Given task 1 ->
In the pipeline description below, what does each output row represent in tile space?

This pipeline combines two spaces that must stay aligned:

  • slide space, where annotations are authored and slide metadata is resolved,
  • tile space, where each output row represents one fixed-size crop.

The parser first converts annotation files into Shapely geometries. Then grid_tiles defines the tile origins for the chosen working resolution. tile_annotations handles the coordinate transformation between the working level and level 0 annotation space, intersects the tile ROI with the annotation set, and returns tile-local geometries.

By storing coverage rather than the raw polygon set in each output row, the resulting dataset stays compact and works well with later thresholding, sampling, and model training steps.

Adapting The Pipeline

  • Replace ASAPParser with GeoJSONParser or Darwin7JSONParser when your source annotations use those formats.
  • Change the ROI if you want to score only a subregion inside each tile.
  • Keep all rows if you need continuous coverage values instead of thresholded selection.
Why ROI choice matters

The ROI is the geometry whose overlap you are actually measuring. If the ROI is the full tile, coverage reflects the proportion of the complete tile occupied by the annotation. If the ROI is a subregion, the same annotation can produce a very different coverage value because the denominator changes.

That makes ROI design an important modeling decision, not just a technical parameter. It controls what a positive tile means in the final dataset.

Input for this task ->

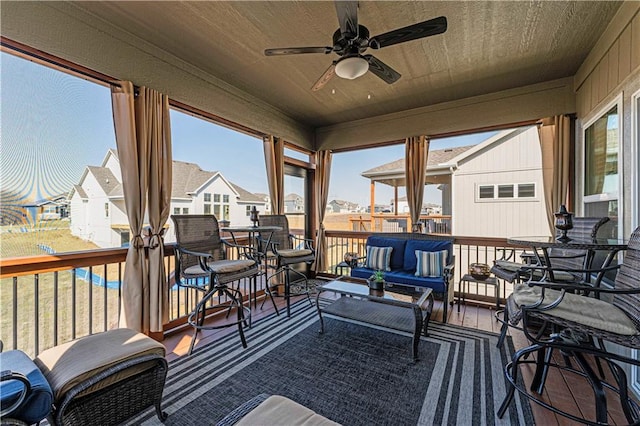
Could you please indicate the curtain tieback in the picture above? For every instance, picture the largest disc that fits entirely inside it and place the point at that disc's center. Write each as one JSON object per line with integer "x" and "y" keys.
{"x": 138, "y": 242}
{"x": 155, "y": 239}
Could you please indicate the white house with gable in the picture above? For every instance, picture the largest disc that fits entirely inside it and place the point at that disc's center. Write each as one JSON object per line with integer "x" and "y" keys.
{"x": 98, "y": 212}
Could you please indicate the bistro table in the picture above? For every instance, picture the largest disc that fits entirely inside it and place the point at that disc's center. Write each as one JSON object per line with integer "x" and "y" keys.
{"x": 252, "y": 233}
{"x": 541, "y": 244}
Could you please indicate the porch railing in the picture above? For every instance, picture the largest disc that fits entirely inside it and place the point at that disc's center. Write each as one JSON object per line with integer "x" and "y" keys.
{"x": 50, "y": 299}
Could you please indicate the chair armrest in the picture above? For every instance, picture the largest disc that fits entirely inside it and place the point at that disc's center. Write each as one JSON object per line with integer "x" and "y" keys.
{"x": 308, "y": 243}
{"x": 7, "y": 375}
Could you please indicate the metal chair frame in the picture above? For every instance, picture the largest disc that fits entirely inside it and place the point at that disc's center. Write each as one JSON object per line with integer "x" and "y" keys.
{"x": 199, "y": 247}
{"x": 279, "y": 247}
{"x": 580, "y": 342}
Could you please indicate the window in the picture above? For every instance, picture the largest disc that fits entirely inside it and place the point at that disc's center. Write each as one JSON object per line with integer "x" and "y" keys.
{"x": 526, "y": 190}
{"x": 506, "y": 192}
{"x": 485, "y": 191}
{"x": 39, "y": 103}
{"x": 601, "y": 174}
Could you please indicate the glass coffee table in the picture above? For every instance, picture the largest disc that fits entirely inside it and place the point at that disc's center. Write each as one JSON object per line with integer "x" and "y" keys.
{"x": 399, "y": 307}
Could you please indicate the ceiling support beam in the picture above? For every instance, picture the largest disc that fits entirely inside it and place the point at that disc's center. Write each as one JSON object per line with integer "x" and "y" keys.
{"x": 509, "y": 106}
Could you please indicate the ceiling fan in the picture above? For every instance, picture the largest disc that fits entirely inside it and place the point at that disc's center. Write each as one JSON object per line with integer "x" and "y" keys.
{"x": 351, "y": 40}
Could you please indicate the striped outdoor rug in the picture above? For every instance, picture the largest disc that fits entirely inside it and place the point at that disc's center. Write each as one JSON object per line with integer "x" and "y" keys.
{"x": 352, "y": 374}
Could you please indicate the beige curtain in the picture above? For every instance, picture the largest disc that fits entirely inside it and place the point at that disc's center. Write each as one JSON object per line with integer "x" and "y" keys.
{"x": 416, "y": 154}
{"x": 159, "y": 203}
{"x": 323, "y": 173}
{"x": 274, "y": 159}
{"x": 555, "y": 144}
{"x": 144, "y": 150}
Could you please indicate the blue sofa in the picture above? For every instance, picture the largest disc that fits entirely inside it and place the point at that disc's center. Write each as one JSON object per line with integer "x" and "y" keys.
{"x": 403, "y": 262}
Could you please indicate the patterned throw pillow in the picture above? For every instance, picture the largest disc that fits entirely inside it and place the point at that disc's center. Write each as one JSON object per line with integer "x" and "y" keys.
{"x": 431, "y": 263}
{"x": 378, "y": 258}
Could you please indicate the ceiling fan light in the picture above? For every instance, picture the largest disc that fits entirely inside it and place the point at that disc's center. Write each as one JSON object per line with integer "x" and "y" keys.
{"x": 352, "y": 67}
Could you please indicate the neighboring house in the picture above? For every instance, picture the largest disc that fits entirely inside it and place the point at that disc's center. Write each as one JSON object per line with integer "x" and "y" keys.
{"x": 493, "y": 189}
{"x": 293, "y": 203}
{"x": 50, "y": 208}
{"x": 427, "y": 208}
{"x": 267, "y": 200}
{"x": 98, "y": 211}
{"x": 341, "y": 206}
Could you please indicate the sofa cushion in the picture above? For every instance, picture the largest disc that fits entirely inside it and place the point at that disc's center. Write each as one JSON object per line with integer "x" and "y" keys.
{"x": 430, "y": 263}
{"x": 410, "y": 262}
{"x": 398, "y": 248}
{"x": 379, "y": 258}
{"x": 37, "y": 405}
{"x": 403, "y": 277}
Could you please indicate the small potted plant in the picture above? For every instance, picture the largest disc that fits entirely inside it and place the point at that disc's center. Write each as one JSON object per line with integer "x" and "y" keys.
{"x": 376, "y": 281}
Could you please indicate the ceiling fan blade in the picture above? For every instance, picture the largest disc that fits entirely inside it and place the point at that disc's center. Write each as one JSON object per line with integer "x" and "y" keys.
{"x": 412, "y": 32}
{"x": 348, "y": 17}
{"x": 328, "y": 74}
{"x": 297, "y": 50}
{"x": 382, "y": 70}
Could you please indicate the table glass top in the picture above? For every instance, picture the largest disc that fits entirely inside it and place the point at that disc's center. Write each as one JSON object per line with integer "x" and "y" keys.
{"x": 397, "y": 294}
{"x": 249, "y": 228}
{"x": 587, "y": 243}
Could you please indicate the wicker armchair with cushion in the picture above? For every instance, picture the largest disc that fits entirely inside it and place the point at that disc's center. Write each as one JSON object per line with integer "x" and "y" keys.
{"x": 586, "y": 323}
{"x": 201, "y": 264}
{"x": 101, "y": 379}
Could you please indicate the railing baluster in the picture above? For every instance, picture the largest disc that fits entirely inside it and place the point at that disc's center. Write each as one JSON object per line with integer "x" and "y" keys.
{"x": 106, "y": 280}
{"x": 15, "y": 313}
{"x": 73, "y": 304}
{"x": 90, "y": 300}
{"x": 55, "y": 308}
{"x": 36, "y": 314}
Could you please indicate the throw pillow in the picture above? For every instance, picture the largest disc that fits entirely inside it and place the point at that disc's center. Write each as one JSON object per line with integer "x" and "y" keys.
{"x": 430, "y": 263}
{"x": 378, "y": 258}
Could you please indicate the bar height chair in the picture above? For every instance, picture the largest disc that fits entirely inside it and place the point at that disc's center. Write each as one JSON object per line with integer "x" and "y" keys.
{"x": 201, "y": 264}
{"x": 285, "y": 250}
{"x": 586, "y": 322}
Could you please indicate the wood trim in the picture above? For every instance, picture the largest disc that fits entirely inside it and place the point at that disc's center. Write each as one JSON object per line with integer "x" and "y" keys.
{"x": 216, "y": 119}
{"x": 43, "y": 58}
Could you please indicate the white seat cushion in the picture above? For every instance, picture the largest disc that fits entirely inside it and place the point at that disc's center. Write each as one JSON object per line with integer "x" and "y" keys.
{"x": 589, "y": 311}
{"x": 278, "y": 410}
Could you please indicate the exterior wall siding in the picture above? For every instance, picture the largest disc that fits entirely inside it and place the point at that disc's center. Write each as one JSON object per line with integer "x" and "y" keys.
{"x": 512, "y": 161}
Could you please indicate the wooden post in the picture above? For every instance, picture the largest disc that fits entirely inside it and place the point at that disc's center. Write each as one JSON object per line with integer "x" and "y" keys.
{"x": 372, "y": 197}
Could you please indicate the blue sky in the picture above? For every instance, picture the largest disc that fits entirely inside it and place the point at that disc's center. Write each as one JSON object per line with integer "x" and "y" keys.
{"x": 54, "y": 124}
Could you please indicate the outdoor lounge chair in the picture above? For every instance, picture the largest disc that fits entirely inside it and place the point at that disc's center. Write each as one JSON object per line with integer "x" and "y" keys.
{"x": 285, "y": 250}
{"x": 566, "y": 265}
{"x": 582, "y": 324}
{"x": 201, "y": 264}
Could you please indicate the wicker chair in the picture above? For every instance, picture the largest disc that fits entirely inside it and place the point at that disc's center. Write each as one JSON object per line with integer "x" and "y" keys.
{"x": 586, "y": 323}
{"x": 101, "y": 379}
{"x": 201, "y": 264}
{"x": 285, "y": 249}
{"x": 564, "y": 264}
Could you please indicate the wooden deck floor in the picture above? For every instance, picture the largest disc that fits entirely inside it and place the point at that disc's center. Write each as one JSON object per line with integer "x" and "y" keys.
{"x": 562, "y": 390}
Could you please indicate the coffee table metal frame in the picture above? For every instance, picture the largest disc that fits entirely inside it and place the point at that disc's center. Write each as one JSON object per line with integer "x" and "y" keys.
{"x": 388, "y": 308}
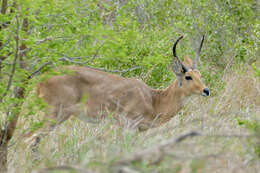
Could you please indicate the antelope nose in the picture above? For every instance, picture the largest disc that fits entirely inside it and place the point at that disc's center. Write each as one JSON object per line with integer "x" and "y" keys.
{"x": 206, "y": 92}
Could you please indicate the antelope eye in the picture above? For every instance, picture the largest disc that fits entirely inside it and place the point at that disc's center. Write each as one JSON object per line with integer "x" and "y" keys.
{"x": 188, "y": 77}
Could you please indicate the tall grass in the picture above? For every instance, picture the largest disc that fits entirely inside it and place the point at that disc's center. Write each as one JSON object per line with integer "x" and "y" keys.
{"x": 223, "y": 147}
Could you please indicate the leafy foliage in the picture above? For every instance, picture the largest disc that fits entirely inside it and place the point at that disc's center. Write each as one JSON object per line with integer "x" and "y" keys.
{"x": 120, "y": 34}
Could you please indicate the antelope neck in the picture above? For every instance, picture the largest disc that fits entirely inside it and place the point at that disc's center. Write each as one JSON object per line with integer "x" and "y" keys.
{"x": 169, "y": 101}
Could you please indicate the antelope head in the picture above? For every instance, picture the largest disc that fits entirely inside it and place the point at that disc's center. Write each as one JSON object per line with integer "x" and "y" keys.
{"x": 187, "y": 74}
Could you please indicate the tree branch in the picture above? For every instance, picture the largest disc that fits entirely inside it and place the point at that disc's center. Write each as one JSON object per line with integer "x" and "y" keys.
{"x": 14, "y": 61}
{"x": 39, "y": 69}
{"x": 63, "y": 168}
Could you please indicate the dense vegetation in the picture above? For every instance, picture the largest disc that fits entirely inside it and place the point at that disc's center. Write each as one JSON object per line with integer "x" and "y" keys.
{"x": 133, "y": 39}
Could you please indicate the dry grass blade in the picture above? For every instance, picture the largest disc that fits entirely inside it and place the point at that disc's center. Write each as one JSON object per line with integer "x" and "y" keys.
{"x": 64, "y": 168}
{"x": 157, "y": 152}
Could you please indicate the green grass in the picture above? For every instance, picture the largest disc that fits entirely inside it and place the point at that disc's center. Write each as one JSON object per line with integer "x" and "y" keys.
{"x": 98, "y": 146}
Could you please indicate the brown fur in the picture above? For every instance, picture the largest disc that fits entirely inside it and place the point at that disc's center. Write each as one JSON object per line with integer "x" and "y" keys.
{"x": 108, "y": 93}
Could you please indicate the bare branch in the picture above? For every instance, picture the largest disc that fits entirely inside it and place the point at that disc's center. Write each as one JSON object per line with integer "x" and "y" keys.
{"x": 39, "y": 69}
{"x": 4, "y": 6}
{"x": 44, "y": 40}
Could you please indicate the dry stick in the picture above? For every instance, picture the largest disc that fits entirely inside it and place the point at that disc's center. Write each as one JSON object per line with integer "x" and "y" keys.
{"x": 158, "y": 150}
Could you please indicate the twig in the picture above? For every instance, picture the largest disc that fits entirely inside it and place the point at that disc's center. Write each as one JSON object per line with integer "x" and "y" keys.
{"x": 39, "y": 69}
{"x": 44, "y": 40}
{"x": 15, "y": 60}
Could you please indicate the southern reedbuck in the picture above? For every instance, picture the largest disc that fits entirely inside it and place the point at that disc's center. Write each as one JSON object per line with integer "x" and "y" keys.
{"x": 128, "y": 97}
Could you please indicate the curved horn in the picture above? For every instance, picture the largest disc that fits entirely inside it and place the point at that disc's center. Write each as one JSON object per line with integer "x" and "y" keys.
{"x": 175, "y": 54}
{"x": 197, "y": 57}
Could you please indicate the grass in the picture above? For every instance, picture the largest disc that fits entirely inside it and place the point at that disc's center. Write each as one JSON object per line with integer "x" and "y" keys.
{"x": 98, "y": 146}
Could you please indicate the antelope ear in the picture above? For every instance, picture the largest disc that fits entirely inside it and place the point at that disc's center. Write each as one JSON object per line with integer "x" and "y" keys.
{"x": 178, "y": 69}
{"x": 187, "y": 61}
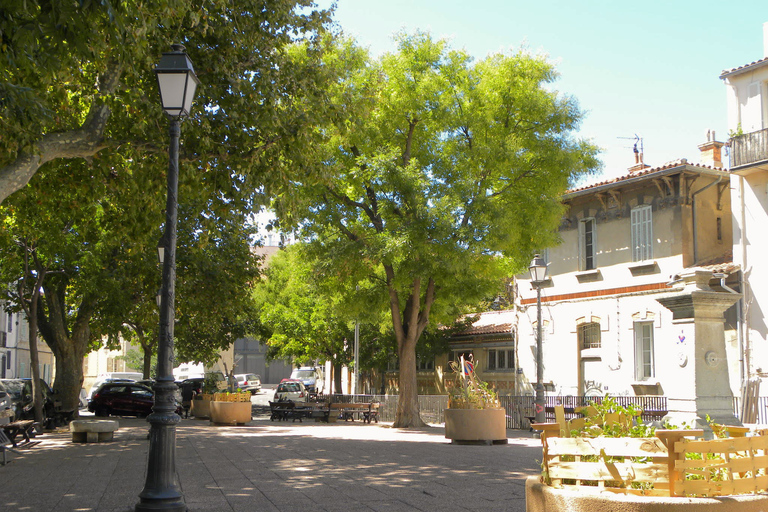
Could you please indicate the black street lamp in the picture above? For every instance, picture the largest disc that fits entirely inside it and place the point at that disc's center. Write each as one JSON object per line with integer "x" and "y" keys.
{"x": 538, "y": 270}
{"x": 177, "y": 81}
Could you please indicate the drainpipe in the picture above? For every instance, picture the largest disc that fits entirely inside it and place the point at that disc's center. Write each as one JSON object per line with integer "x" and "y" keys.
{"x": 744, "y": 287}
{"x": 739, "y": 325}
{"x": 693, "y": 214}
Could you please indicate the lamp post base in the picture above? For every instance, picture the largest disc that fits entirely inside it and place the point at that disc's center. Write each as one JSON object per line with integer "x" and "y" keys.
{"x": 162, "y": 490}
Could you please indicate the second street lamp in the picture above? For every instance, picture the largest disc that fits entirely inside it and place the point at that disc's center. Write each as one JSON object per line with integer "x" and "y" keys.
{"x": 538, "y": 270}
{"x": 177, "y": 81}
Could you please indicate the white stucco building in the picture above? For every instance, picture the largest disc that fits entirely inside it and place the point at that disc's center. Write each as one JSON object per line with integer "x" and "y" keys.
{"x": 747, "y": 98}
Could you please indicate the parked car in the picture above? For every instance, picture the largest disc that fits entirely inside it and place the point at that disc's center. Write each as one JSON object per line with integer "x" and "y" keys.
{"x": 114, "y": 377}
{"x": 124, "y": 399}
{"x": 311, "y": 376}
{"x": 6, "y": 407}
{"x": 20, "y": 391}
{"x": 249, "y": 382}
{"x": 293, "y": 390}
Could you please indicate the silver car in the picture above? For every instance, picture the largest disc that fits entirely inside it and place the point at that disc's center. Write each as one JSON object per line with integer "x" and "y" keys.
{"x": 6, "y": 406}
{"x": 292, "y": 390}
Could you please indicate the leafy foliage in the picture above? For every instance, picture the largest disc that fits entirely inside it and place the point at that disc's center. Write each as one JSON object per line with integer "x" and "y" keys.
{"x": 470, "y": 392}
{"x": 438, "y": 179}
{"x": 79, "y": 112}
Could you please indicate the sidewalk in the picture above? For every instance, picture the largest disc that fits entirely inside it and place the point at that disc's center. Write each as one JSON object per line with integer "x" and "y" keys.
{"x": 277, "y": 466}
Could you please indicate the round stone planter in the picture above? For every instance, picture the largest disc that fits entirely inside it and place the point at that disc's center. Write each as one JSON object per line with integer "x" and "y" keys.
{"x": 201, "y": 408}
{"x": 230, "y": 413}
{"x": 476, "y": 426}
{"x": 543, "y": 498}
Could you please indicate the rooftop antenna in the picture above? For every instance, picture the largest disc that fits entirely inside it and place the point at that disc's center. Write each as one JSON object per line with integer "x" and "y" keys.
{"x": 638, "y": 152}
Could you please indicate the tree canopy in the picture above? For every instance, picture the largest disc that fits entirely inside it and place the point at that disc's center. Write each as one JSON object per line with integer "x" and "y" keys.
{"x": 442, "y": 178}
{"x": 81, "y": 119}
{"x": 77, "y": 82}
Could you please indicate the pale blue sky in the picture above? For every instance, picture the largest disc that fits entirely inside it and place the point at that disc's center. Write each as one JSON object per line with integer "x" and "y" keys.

Given task 2 ->
Gather every line of the listing above that contains the word "frame".

Final answer 1 ->
One fixed-size crop.

Final answer 2 ->
Could you please indicate the metal chair frame in the picture above? For every instance, picture the largest disc that fits entirely inside it and place the point at that disc's center. Write each as one JSON object per line with integer "x" and "y" keys.
Could you please indicate the coffee table metal frame in the picture above? For every instance, picture the largest disc that fits entirely inside it and place the point at that disc's center. Write each as one JSON object per line with integer "x" and "y" keys.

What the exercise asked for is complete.